EXERCISE OBJECTIVE
Each entry below should be echoed exactly, with pictures omitted.

━━━

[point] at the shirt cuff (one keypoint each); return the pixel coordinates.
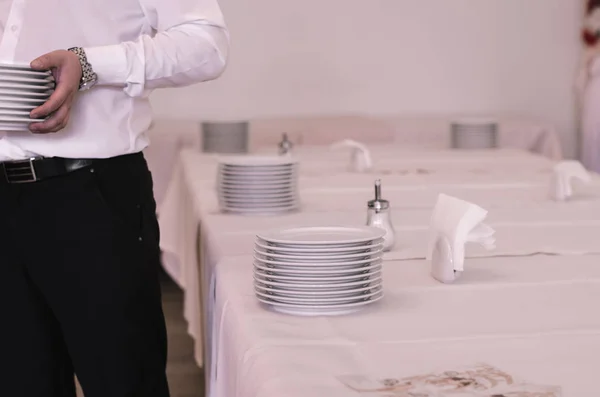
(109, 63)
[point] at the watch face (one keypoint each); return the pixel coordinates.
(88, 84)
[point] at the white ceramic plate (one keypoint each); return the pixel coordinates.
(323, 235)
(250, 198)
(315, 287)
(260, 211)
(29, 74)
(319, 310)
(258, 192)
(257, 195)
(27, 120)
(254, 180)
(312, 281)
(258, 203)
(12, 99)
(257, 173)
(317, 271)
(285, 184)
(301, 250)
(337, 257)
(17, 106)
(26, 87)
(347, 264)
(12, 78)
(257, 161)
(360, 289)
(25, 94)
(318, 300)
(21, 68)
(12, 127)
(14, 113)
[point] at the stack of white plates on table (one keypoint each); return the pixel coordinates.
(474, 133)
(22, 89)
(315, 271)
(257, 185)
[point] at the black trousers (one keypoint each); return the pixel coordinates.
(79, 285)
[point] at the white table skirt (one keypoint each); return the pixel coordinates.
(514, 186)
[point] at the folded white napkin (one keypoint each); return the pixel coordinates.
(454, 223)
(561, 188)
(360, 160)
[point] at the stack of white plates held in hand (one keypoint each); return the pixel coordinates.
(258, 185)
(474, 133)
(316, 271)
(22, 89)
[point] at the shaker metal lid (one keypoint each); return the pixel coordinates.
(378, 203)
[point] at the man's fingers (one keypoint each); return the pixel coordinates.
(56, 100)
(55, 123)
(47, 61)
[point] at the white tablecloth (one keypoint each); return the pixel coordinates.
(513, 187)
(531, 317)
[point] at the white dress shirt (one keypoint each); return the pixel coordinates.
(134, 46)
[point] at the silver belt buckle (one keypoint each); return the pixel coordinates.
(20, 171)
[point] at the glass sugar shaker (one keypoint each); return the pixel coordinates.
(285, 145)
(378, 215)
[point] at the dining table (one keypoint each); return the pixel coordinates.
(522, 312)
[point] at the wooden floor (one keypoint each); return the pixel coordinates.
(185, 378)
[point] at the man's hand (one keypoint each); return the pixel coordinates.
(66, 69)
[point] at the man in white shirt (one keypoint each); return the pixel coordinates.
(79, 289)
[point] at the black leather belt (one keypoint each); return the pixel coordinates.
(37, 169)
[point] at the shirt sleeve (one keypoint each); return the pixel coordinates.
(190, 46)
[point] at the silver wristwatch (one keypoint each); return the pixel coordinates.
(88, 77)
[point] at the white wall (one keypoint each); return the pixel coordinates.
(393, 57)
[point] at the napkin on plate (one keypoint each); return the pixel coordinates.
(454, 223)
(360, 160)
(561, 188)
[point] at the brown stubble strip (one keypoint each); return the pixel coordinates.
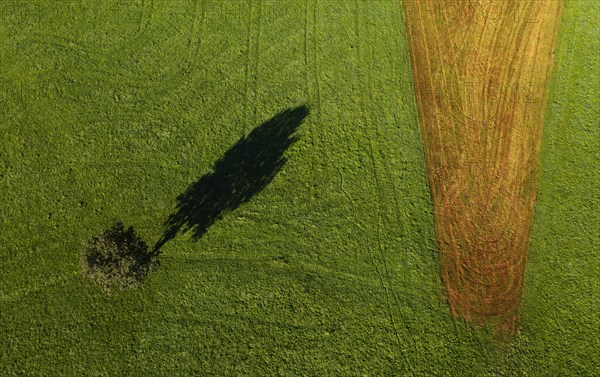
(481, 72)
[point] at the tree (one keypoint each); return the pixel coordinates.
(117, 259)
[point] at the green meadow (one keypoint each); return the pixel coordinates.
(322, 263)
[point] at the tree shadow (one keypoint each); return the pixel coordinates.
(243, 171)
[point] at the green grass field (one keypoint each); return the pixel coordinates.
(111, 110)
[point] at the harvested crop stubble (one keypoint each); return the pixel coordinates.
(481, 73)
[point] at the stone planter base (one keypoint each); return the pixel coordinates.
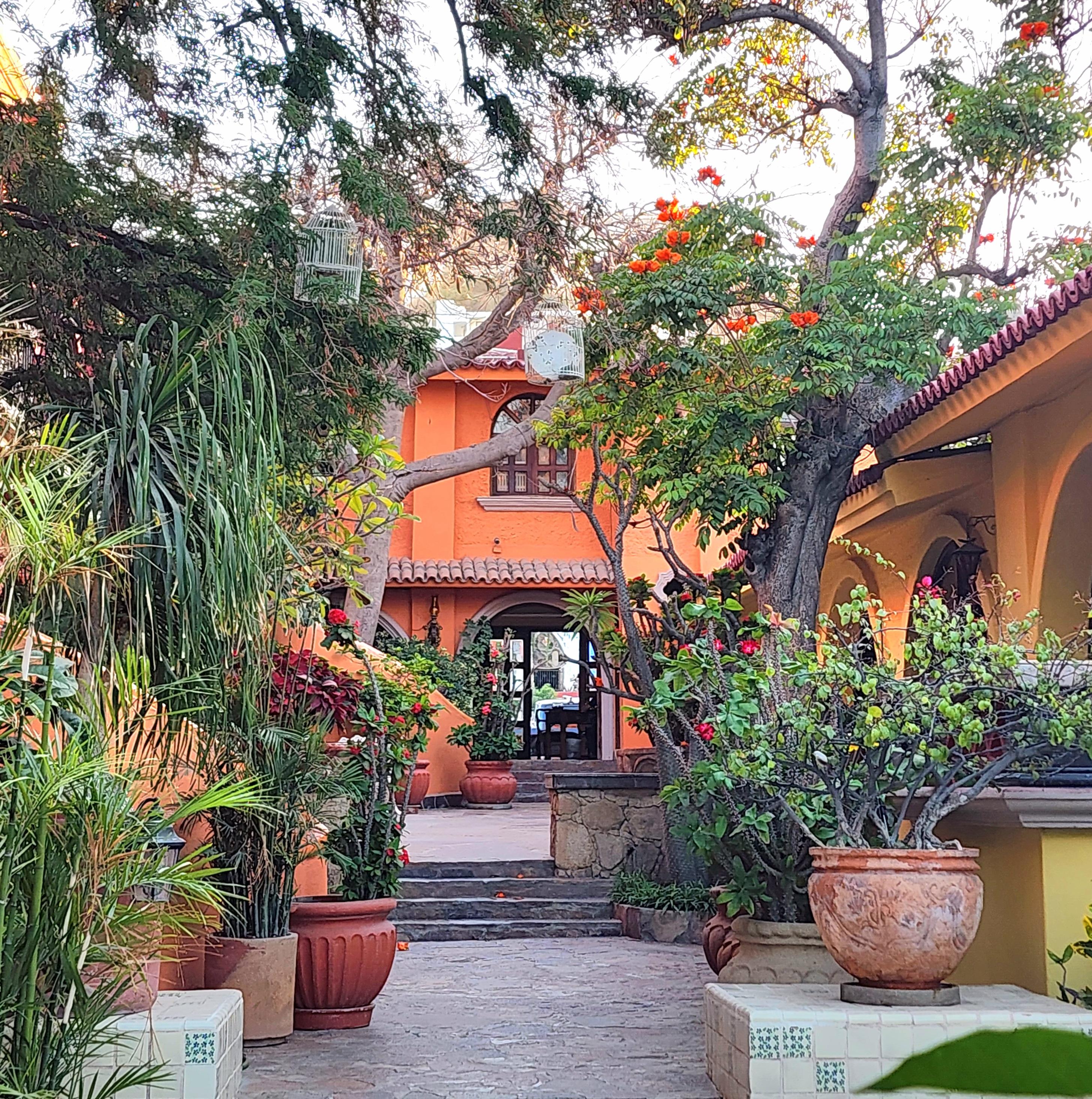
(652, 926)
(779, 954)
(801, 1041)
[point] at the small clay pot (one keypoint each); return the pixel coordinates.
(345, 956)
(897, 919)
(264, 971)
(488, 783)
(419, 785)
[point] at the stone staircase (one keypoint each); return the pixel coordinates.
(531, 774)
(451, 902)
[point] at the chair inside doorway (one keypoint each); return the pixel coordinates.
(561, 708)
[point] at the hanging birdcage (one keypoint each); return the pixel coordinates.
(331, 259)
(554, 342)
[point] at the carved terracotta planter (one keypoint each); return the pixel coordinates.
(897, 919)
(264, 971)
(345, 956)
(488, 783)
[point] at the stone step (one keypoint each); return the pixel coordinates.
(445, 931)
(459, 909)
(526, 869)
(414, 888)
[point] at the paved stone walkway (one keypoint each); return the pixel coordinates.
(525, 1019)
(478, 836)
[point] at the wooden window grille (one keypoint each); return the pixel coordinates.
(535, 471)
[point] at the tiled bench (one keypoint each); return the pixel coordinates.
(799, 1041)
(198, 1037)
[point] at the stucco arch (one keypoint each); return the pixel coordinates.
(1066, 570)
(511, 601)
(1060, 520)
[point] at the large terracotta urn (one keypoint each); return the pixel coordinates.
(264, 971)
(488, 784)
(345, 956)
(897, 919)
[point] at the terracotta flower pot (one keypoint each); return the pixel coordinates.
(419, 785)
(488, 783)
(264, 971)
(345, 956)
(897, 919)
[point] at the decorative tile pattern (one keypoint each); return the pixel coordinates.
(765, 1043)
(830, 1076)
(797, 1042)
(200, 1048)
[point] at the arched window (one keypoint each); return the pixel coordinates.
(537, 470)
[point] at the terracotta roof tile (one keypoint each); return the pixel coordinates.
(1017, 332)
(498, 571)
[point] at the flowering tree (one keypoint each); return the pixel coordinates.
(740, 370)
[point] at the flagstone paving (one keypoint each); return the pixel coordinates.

━━━

RESPONSE AREA
[point] at the shirt cuff (one keypoint each); return the pixel coordinates.
(109, 63)
[point] at the watch face (one keypoint each); return the pixel coordinates.
(88, 84)
[point] at the white ceramic plate (one keypoint each); return the pixel coordinates.
(323, 235)
(250, 198)
(315, 287)
(260, 211)
(29, 74)
(319, 310)
(258, 192)
(257, 195)
(27, 120)
(254, 180)
(312, 281)
(258, 203)
(12, 99)
(257, 173)
(317, 271)
(285, 184)
(301, 250)
(337, 257)
(17, 106)
(26, 87)
(347, 264)
(12, 78)
(257, 161)
(360, 289)
(25, 94)
(318, 300)
(21, 68)
(12, 127)
(14, 113)
[point] at the stack of white plates on table (one keypoint each); return the pixel coordinates.
(474, 133)
(22, 89)
(315, 271)
(257, 185)
[point] at the black trousers (one keypoint each); return the pixel coordinates.
(79, 285)
[point] at the white table skirt (one keypoint each); return the pixel coordinates.
(514, 186)
[point] at the folded white napkin (one keypoint each); return the pixel coordinates.
(454, 223)
(561, 188)
(360, 160)
[point] at the stack of white plates held in hand (one keypoint each); return the pixel coordinates.
(258, 185)
(474, 133)
(316, 271)
(22, 89)
[point] at the shaker metal lid (one keypoint each); return the pixel coordinates.
(378, 203)
[point] at the man's fingers (one keypoint each); return the pixel coordinates.
(56, 100)
(55, 123)
(47, 61)
[point] at the white tablecloth (one keypoint each); return the pixel coordinates.
(513, 187)
(531, 317)
[point] at the white dress shirt (one keypoint each); return the pixel coordinates.
(134, 46)
[point] at the silver belt buckle (one keypoint each); return the pixel coordinates.
(20, 171)
[point] at the glass sugar shaker (one keypoint each); return the pixel coordinates.
(285, 145)
(378, 215)
[point] at the dining table (one keypoint each); return the pixel coordinates.
(522, 312)
[point] at the wooden floor (one keypoint each); return the pixel coordinates.
(185, 378)
[point] at the man's hand (one keypoint each); return the pixel coordinates.
(66, 69)
[point] at the man in white shirt (one keypoint each); return the pixel coordinates.
(79, 289)
[point] at the black leather belt (one keypoint each); return the pixel coordinates.
(37, 169)
[point] at the shirt sleeve (one keypoint each); return the pixel coordinates.
(190, 46)
[point] at the silver wristwatch (one keypoint each); return the pixel coordinates.
(88, 77)
[point] at the white wall (one keypoint each); return the pixel coordinates.
(393, 57)
[point] at the napkin on plate (one keypoint each); return the pixel coordinates.
(454, 223)
(360, 160)
(561, 188)
[point] at the brown stubble strip (one keypoint each); return the pixel coordinates.
(481, 72)
[point] at the tree (one keypoint each); return the pixel coordinates.
(117, 259)
[point] at the green meadow (one keypoint each); return the pixel coordinates.
(322, 263)
[point] at the tree shadow (one keypoint each); return the pixel coordinates.
(243, 171)
[point] at the green grass field (one keypoint each); return the pixel coordinates.
(111, 110)
[point] at the harvested crop stubble (one keypoint each); return the pixel coordinates.
(481, 73)
[point] at the stone planter base (one keypoint each); return the pixel coordinates.
(652, 926)
(779, 954)
(801, 1041)
[point] at the small clay pot (one keypoint each); return the pixel coordinates.
(345, 956)
(897, 919)
(264, 971)
(488, 783)
(419, 785)
[point] at the stone staircase (one keypoint each); return the pixel coordinates.
(531, 774)
(451, 902)
[point] at the chair inside doorway (one keypoint each); return the pixel coordinates.
(561, 708)
[point] at the hanging birdcage (one keypoint each); return the pixel coordinates.
(331, 259)
(554, 342)
[point] at the carved terracotta planter (one keypoint each); return the pixel coordinates.
(897, 919)
(264, 971)
(345, 956)
(488, 783)
[point] at the stone step (one keypoint each); return the pixel coordinates.
(445, 931)
(459, 909)
(526, 869)
(414, 888)
[point] at the paved stone walkway (one keypoint each); return the pixel coordinates.
(525, 1019)
(478, 836)
[point] at the wooden window grille (one keypoint each); return the pixel coordinates.
(535, 471)
[point] at the tiled bench (one keypoint each); return the pixel coordinates.
(799, 1041)
(198, 1037)
[point] at the stucco arch (one keypoint each); return the pixel coordinates.
(1066, 570)
(511, 601)
(1060, 520)
[point] at the large terracotta urn (one keypoint each); return the pixel coordinates.
(264, 971)
(488, 784)
(345, 956)
(897, 919)
[point] at the terracotta flower pot (one keypoint each); return the pixel coordinates.
(419, 785)
(488, 783)
(264, 971)
(345, 956)
(897, 919)
[point] at the decorative tile pattern (one keypoint each); return the pixel coordinates.
(765, 1043)
(830, 1076)
(797, 1042)
(200, 1048)
[point] at the arched window (one keypoint each); return the pixel coordinates.
(537, 470)
[point] at the terracotta roof tile (one keypoint each); return the pixel coordinates.
(1017, 332)
(498, 571)
[point] at the flowering tree (one keypoint each); return the pixel coordinates.
(740, 370)
[point] at the flagstone paving (one keypoint each); return the pixel coordinates.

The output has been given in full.